(Records from a collection)
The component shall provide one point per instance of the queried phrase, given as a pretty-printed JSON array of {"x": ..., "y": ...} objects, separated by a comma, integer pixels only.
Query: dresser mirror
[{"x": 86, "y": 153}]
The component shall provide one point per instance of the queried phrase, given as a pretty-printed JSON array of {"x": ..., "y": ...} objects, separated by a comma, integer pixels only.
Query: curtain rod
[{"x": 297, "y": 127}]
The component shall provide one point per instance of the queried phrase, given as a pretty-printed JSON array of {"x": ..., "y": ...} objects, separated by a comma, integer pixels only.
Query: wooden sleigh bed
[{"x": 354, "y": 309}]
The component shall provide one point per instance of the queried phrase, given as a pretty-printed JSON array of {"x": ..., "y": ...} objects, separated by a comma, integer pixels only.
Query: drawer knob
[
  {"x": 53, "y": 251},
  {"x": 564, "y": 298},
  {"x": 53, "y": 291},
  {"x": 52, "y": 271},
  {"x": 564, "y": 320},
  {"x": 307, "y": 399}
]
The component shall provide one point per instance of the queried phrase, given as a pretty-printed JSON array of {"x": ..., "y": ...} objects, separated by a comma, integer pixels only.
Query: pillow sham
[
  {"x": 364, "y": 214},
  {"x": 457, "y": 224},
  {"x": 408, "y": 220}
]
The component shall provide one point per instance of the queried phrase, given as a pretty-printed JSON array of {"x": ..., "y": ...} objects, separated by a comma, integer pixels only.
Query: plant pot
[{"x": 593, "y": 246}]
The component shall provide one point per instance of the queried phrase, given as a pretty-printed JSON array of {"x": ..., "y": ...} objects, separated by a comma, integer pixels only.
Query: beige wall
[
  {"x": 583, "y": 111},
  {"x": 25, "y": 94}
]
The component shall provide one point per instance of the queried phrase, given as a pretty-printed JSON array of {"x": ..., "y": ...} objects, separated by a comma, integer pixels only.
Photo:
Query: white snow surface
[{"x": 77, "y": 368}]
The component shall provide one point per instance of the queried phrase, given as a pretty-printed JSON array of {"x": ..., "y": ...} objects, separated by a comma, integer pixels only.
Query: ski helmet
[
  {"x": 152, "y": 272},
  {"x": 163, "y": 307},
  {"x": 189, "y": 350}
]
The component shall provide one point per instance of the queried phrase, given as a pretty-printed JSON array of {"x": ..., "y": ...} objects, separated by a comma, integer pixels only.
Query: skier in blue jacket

TASK TO COMPLETE >> The task requires each record above to be restated exactly.

RESPONSE AREA >>
The component shall provide one point per instance of the queried phrase, given as a pretty-printed JSON array of {"x": ..., "y": ...} objects, separated by a comma, integer pixels only.
Query: dresser mirror
[{"x": 86, "y": 153}]
The component shall provide one point per instance of the queried phrase, given as a pretty-printed JSON array of {"x": ..., "y": ...} objects, separated by a comma, integer pixels only.
Query: curtain rod
[{"x": 297, "y": 127}]
The component shall provide one point per instance of the queried phrase, given as a pretty-printed JSON array of {"x": ..., "y": ...} objects, separated by a comma, integer pixels only.
Query: wooden sleigh bed
[{"x": 354, "y": 309}]
The component shall provide one point per instance of the queried phrase, given as a pretty-printed JSON array of {"x": ..., "y": ...} objects, separated by a comma, integer pixels only.
Query: drawer knob
[
  {"x": 53, "y": 251},
  {"x": 564, "y": 298},
  {"x": 53, "y": 291},
  {"x": 52, "y": 271},
  {"x": 564, "y": 320},
  {"x": 307, "y": 399}
]
The component shall provide one point per instance of the queried phrase, given as a pretty-printed JSON array of {"x": ..., "y": ...} objects, separated by a comma, integer pixels only.
Query: pillow sham
[
  {"x": 364, "y": 214},
  {"x": 457, "y": 224},
  {"x": 408, "y": 220}
]
The component shall provide one point per instance of the queried phrase, given as a pretty-printed JSON array of {"x": ..., "y": ...} objects, separated by a comma, integer pixels only.
Query: plant pot
[{"x": 593, "y": 246}]
The component shall provide one point per instance of the queried phrase, given as a pretty-printed JSON array of {"x": ..., "y": ...} objects, separated by a comma, integer pixels only.
Query: beige wall
[
  {"x": 583, "y": 111},
  {"x": 25, "y": 94}
]
The component shall provide one point per instance of the queried phrase, given as a pretty-printed JSON array of {"x": ..., "y": ...} objects, separated by a comma, integer pixels only.
Photo:
Query: white snow surface
[{"x": 77, "y": 368}]
The component shall provide one point per instance of the queried phrase, given as a pretty-printed JSON array of {"x": ..., "y": ...} objects, separated by a comma, integer pixels only.
Query: ski helmet
[
  {"x": 152, "y": 272},
  {"x": 163, "y": 307},
  {"x": 189, "y": 350}
]
The component shall provide one point per instance of the queried phrase, given as a pretty-printed JSON array of {"x": ..., "y": ...} objects, separated by a comma, integer pixels only.
Query: skier in blue jacket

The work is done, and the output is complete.